Data to examine:
------------------------------------------------------------------------

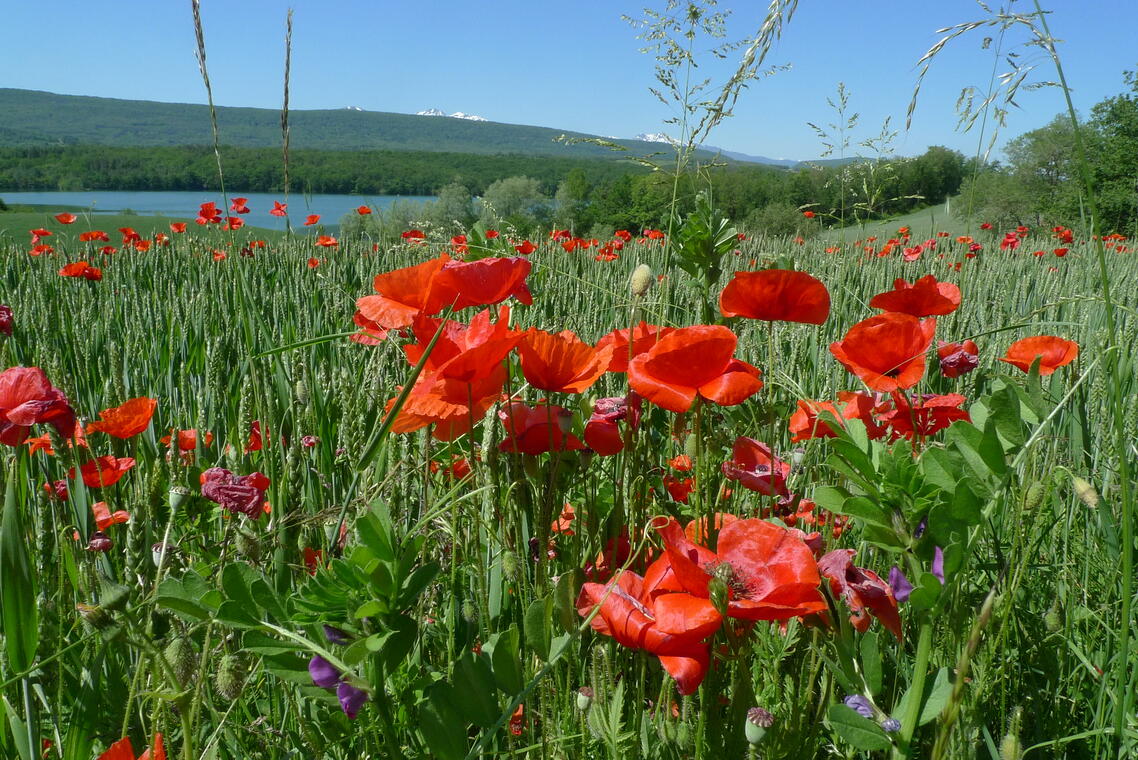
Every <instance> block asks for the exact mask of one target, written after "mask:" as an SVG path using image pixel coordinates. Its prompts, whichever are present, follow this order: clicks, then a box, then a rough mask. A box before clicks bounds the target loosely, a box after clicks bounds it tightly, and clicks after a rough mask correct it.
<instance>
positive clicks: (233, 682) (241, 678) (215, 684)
mask: <svg viewBox="0 0 1138 760" xmlns="http://www.w3.org/2000/svg"><path fill="white" fill-rule="evenodd" d="M247 677H248V671H247V668H246V663H245V659H244V658H241V656H240V655H238V654H229V653H226V654H225V655H224V656H222V659H221V663H220V664H218V666H217V672H216V674H214V688H215V689H216V691H217V695H218V696H221V697H222V699H224V700H228V701H230V702H232V701H234V700H237V697H239V696H241V692H242V691H244V689H245V679H246V678H247Z"/></svg>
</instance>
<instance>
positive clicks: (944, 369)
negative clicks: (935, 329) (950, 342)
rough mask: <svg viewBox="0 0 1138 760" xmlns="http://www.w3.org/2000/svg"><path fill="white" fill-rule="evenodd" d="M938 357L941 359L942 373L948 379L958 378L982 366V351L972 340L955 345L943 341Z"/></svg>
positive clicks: (953, 344) (940, 345) (958, 342)
mask: <svg viewBox="0 0 1138 760" xmlns="http://www.w3.org/2000/svg"><path fill="white" fill-rule="evenodd" d="M937 357H938V358H940V373H941V374H943V375H945V377H946V378H958V377H960V375H962V374H966V373H968V372H972V371H973V370H974V369H976V367H978V366H979V365H980V349H979V348H976V344H974V342H973V341H971V340H965V341H962V342H954V344H949V342H945V341H943V340H942V341H940V344H939V346H938V347H937Z"/></svg>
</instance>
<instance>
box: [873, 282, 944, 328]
mask: <svg viewBox="0 0 1138 760" xmlns="http://www.w3.org/2000/svg"><path fill="white" fill-rule="evenodd" d="M959 305H960V289H959V288H957V287H956V286H955V284H953V283H951V282H938V281H937V278H935V276H933V275H931V274H927V275H925V276H923V278H921V279H920V280H917V281H915V282H914V283H913V284H909V283H908V282H907V281H906V280H905V279H904V278H898V279H897V280H896V281H893V289H892V290H887V291H885V292H880V294H877V295H876V296H874V297H873V298H872V299H871V300H869V306H871V307H872V308H880V309H882V311H885V312H900V313H901V314H909V315H912V316H918V317H920V316H941V315H945V314H951V313H953V312H955V311H956V309H957V307H958V306H959Z"/></svg>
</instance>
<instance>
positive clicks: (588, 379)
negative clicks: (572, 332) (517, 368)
mask: <svg viewBox="0 0 1138 760" xmlns="http://www.w3.org/2000/svg"><path fill="white" fill-rule="evenodd" d="M518 354H519V355H520V356H521V373H522V374H523V375H525V377H526V381H527V382H528V383H529V385H531V386H533V387H534V388H537V389H538V390H546V391H550V393H554V394H583V393H585V391H586V390H588V389H589V388H591V387H592V386H593V383H594V382H596V381H597V379H600V377H601V375H602V374H604V372H605V370H607V369H608V367H609V362H610V361H611V360H612V348H611V347H609V346H607V347H603V348H600V347H599V348H593V347H592V346H589V345H588V344H586V342H585V341H583V340H582V339H580V338H578V337H577V336H576V334H574V333H572V332H571V331H569V330H563V331H562V332H558V333H552V332H545V331H544V330H538V329H536V328H530V329H529V330H528V331H527V332H526V333H525V334H523V336H522V339H521V342H519V344H518Z"/></svg>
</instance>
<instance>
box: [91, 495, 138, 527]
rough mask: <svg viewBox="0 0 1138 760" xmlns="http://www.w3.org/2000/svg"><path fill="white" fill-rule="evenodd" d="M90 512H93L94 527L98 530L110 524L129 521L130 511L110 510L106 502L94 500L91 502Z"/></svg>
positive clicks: (129, 517)
mask: <svg viewBox="0 0 1138 760" xmlns="http://www.w3.org/2000/svg"><path fill="white" fill-rule="evenodd" d="M91 512H92V514H94V527H96V528H97V529H98V530H106V529H107V528H109V527H110V526H117V524H122V523H123V522H130V519H131V513H130V512H126V511H125V510H118V511H116V512H112V511H110V507H108V506H107V503H106V502H96V503H94V504H92V505H91Z"/></svg>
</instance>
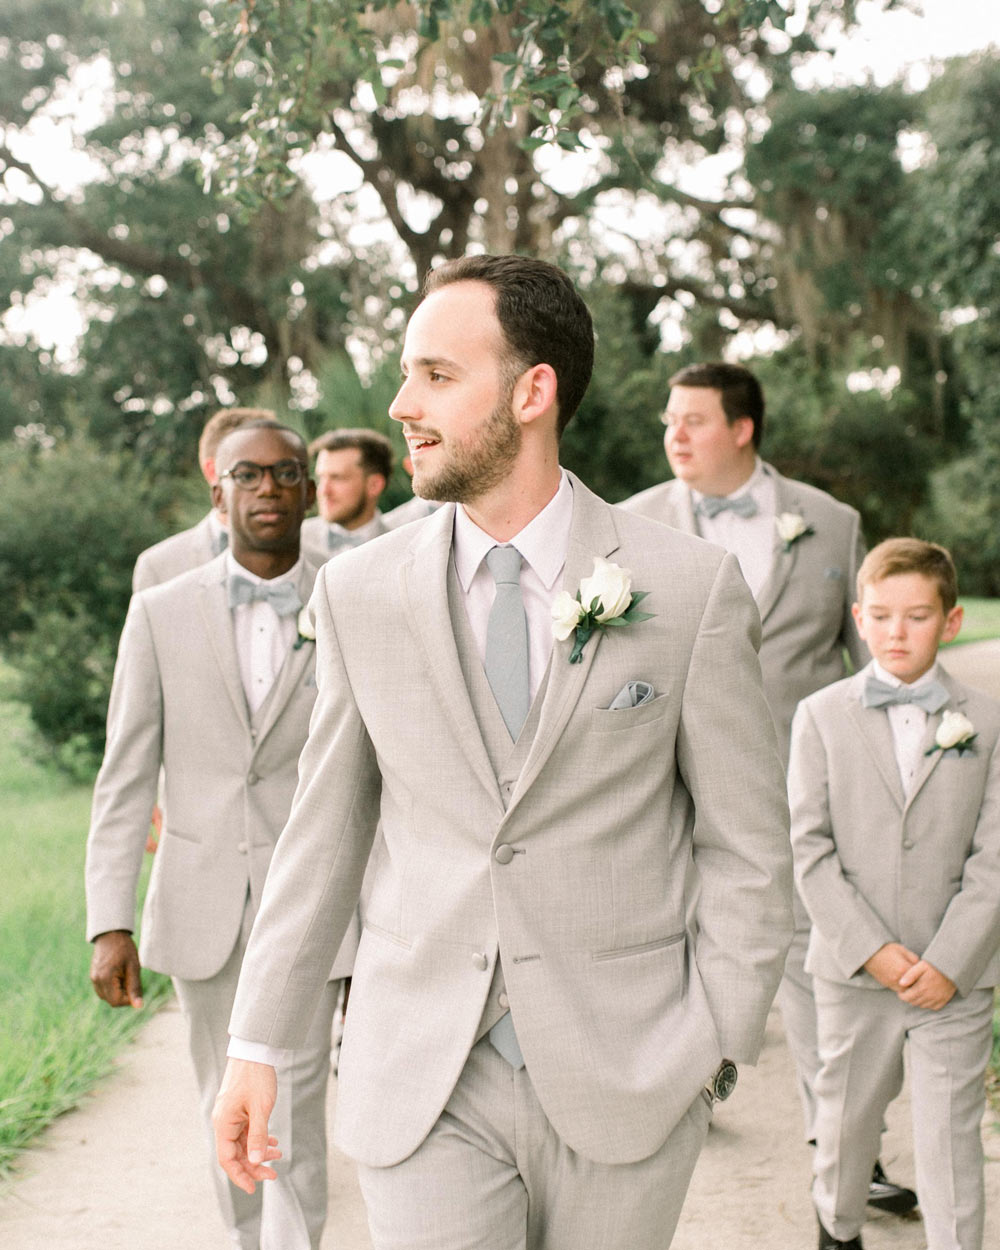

------------------------------------------------------------------------

With the pictures omitted, restate every entry above word for word.

Every <instance> block asks for the exact mask of one target, written after "mask:" as an SVG path using image pixel coordinates. Its prompts, whichever are present, follow this order: clicks, then a box, then a rough mask. A box before clicks bounds the target loosely, a box after clicks bounds it tightly, and clicks after a rough mask correct it.
<instance>
positive clicks: (233, 682) (241, 678) (215, 684)
mask: <svg viewBox="0 0 1138 760" xmlns="http://www.w3.org/2000/svg"><path fill="white" fill-rule="evenodd" d="M247 677H248V671H247V668H246V663H245V659H244V658H241V656H240V655H238V654H229V653H226V654H225V655H224V656H222V659H221V663H220V664H218V666H217V672H216V674H214V688H215V689H216V691H217V695H218V696H221V697H222V699H224V700H228V701H230V702H232V701H234V700H237V697H239V696H241V692H242V691H244V689H245V679H246V678H247Z"/></svg>
</instance>
<instance>
positive clicks: (944, 369)
negative clicks: (935, 329) (950, 342)
rough mask: <svg viewBox="0 0 1138 760" xmlns="http://www.w3.org/2000/svg"><path fill="white" fill-rule="evenodd" d="M938 357L941 359L942 373L948 379L958 378L982 366V351L972 340L955 345L943 341Z"/></svg>
positive clicks: (953, 344) (940, 345) (958, 342)
mask: <svg viewBox="0 0 1138 760" xmlns="http://www.w3.org/2000/svg"><path fill="white" fill-rule="evenodd" d="M937 357H938V358H940V373H941V374H943V375H945V377H946V378H958V377H960V375H962V374H966V373H968V372H972V371H973V370H974V369H976V367H978V366H979V365H980V349H979V348H976V344H974V342H973V341H971V340H965V341H962V342H954V344H949V342H945V341H943V340H942V341H940V344H939V346H938V347H937Z"/></svg>
</instance>
<instance>
box: [873, 282, 944, 328]
mask: <svg viewBox="0 0 1138 760" xmlns="http://www.w3.org/2000/svg"><path fill="white" fill-rule="evenodd" d="M959 305H960V289H959V288H957V287H956V286H955V284H953V283H951V282H938V281H937V278H935V276H933V275H931V274H927V275H925V276H923V278H921V279H920V280H917V281H915V282H914V283H913V284H909V283H908V282H907V281H906V280H905V279H904V278H898V279H897V280H896V281H893V289H892V290H887V291H885V292H880V294H877V295H876V296H874V297H873V298H872V299H871V300H869V306H871V307H872V308H880V309H882V311H885V312H900V313H901V314H909V315H912V316H918V317H920V316H941V315H945V314H951V313H953V312H955V311H956V309H957V307H958V306H959Z"/></svg>
</instance>
<instance>
positive clicks: (588, 379)
negative clicks: (572, 332) (517, 368)
mask: <svg viewBox="0 0 1138 760" xmlns="http://www.w3.org/2000/svg"><path fill="white" fill-rule="evenodd" d="M518 354H519V355H520V356H521V373H522V374H523V375H525V377H526V381H527V382H528V383H529V385H531V386H533V387H534V388H537V389H538V390H546V391H550V393H554V394H583V393H585V391H586V390H588V389H589V388H591V387H592V386H593V383H594V382H596V381H597V379H600V377H601V375H602V374H604V372H605V370H607V369H608V367H609V362H610V361H611V360H612V348H611V347H609V346H607V347H603V348H600V347H599V348H593V347H592V346H589V345H588V344H586V342H585V341H583V340H582V339H580V338H578V337H577V336H576V334H574V333H572V332H571V331H569V330H563V331H562V332H558V333H552V332H545V331H544V330H538V329H536V328H530V329H529V330H528V331H527V332H526V333H525V334H523V336H522V339H521V342H519V344H518Z"/></svg>
</instance>
<instance>
box: [91, 495, 138, 527]
rough mask: <svg viewBox="0 0 1138 760" xmlns="http://www.w3.org/2000/svg"><path fill="white" fill-rule="evenodd" d="M90 512H93L94 527L98 530L110 524L129 521L130 511L110 510L106 502L94 500L91 502Z"/></svg>
positive clicks: (129, 517)
mask: <svg viewBox="0 0 1138 760" xmlns="http://www.w3.org/2000/svg"><path fill="white" fill-rule="evenodd" d="M91 512H92V514H94V527H96V528H97V529H98V530H106V529H107V528H109V527H110V526H117V524H122V523H123V522H130V519H131V513H130V512H126V511H125V510H118V511H116V512H112V511H110V507H108V506H107V503H106V502H96V503H94V504H92V505H91Z"/></svg>
</instance>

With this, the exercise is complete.